- _WRITTEN TASK 1_
Rewrite the records from their first line through the line containing "59], [246, 64]]", inclusive, with "simplified" changed to "coarse" and everything else left as it is. Output only those lines.

- _SELECTED TEXT_

########################################

3. Lifestyle Segments and Age Cohorts Impact Restaurant Preferences and Behaviors. People live different lifestyles that entail different sets of consumer preferences and behaviors. This means that even among people with similar incomes, their different lifestyle preferences will lead them to patronize different restaurants and to vary in how often they go out to eat. The table below shows how often three lifestyle segments are likely to visit 19 restaurant chains compared to the national average
that is expressed in the MPI Score. These data are from ESRI’s Tapestry dataset and cover the market areas of the Queens Plaza commercial district in NYC. There are other vendors of such data and they are available for almost every downtown trade area.
Baby boomers and millennials are the two largest age groups and they each have an enormous impact on ur economy and restaurant industry. The baby boomers are now in or soon entering the retirement portion of their lives. The millennials, aged from 18 to 30 or 35 are the ones that will have increasing impact as they age, nest and make more money. Our pre-Internet retail and restaurant industries were hugely influenced by the baby boomers; today they are increasingly impacted by the 50 million to 60 million millennials. However, more restaurant expenditure dollars now are in the pockets of the boomers than in those of the millennials. The millennials are in the start up phase of the their careers and the Great Recession heightened their unemployment numbers. They also have been much slower than the boomers to marry and buy homes and cars.
Nonetheless, evidence suggests that the millennials are disrupting the restaurant industry. As one observer noted:”millennials tend to spend their dining dollars sparingly and in a more calculated way” (10). They eat out less often than the baby boomers did at a similar age. Between 2009 and 2013, their restaurant visits dropped by 16%. While they still go to traditional fast-food hamburger chains like McDonalds and Wendy’s, they prefer the newer chains such as Shake Shake, In-N-Out Burger and Smashburger. “Fast casual” chains, such as Chipotle and Panera Bread, are also very popular among millennials (11 ).
While the impact of the millennials will only increase as they age and accrue greater wealth, for many downtowns the boomers probably represent a stronger market segment on which to build their restaurant niches. For example, in rural communities, small towns and rust belt cities, many of their millennials are fleeing to larger, more successful cities that have more and better jobs as well as hip downtowns and neighborhoods.

########################################

- _WRITTEN TASK 2_
Return the part of the passage on restaurant preferences that runs from "While the impact" through "downtowns and neighborhoods.", inclusive, with no changes.

########################################

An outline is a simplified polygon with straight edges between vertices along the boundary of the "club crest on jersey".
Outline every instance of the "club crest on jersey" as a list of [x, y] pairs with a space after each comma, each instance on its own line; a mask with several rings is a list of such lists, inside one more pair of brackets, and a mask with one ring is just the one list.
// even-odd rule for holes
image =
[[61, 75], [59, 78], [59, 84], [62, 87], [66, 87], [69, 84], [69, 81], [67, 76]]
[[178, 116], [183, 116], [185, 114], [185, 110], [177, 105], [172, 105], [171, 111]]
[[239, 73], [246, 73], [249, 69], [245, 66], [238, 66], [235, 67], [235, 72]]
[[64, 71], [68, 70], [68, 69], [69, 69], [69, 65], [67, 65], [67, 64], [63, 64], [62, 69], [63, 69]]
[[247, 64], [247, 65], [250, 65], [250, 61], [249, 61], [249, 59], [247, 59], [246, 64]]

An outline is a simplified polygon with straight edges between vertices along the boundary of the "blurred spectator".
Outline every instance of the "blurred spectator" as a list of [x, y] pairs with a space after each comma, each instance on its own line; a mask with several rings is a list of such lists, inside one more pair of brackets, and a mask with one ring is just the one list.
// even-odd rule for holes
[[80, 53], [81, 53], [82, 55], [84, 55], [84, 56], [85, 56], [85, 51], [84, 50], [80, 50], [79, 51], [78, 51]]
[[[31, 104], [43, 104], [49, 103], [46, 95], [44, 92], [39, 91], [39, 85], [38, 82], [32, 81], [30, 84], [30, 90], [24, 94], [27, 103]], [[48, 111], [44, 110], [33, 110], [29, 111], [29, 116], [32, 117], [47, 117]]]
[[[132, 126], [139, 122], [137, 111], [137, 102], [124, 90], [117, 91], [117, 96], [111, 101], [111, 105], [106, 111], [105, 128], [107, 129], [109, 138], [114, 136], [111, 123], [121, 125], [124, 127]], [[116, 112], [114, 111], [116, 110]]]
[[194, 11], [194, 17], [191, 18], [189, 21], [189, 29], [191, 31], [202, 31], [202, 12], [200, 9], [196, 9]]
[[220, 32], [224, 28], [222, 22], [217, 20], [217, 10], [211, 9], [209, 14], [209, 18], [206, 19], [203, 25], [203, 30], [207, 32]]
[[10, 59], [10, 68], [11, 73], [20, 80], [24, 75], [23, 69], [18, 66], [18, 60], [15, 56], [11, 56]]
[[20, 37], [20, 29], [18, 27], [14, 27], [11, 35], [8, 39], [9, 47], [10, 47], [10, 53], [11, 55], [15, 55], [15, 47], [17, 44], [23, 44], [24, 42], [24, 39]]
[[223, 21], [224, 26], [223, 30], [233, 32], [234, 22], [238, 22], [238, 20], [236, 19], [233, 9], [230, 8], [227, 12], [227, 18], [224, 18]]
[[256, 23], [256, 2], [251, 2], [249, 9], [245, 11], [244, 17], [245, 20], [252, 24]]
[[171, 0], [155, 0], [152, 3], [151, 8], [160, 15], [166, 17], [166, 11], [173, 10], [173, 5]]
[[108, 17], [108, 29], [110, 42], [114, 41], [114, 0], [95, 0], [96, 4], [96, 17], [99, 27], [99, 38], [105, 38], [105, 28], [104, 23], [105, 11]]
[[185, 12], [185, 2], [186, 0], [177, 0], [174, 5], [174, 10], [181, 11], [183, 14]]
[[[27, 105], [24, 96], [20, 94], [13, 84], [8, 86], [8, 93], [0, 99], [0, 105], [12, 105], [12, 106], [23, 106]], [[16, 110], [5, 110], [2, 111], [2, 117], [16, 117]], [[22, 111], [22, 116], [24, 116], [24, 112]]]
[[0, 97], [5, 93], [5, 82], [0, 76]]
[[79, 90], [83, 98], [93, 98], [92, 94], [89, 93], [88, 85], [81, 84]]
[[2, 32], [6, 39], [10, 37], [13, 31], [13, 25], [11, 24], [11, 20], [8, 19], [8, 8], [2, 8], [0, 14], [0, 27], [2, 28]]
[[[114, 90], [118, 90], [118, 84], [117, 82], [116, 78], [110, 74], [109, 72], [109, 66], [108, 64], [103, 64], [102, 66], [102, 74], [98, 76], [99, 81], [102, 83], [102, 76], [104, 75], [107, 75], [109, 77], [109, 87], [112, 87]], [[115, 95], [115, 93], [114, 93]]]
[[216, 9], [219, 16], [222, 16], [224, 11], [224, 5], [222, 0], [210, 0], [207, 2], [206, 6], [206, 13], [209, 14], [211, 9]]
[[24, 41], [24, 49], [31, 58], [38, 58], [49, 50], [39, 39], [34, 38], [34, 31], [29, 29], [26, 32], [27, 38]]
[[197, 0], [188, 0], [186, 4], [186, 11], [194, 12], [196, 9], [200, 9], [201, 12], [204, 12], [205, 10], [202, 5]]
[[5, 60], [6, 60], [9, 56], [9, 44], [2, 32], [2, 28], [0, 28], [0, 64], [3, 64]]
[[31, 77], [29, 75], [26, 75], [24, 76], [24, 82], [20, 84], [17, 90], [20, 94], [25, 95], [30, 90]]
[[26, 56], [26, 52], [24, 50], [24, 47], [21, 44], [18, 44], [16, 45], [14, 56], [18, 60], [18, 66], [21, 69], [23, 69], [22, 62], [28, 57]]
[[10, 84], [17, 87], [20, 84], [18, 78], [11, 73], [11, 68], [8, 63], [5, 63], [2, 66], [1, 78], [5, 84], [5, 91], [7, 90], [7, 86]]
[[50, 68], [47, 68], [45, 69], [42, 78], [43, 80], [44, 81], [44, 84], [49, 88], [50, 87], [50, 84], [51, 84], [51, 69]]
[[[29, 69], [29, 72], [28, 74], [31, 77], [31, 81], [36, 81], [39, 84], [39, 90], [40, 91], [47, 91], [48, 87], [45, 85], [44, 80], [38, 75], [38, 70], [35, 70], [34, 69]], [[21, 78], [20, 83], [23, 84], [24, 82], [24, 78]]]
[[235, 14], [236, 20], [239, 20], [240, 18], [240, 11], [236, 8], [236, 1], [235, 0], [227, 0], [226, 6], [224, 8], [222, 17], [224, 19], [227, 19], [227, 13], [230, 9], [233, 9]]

########################################

- _ANSWER 1_
An outline is a coarse polygon with straight edges between vertices along the boundary of the "club crest on jersey".
Outline every instance of the "club crest on jersey" as a list of [x, y] pairs with a space after each comma, each instance on its own line; a mask with several rings is a list of such lists, inside one more pair of brackets, and a mask with one ring is just the one list.
// even-odd rule for holes
image =
[[61, 75], [59, 78], [59, 84], [62, 87], [66, 87], [69, 84], [69, 81], [67, 76]]
[[178, 116], [183, 116], [185, 114], [185, 110], [177, 105], [172, 105], [171, 111]]
[[239, 73], [246, 73], [249, 69], [245, 66], [238, 66], [235, 67], [235, 72]]
[[64, 71], [68, 70], [68, 69], [69, 69], [69, 65], [67, 65], [67, 64], [63, 64], [62, 69], [63, 69]]
[[247, 64], [247, 65], [250, 65], [250, 61], [249, 61], [249, 59], [247, 59], [246, 64]]

- _ANSWER 2_
While the impact of the millennials will only increase as they age and accrue greater wealth, for many downtowns the boomers probably represent a stronger market segment on which to build their restaurant niches. For example, in rural communities, small towns and rust belt cities, many of their millennials are fleeing to larger, more successful cities that have more and better jobs as well as hip downtowns and neighborhoods.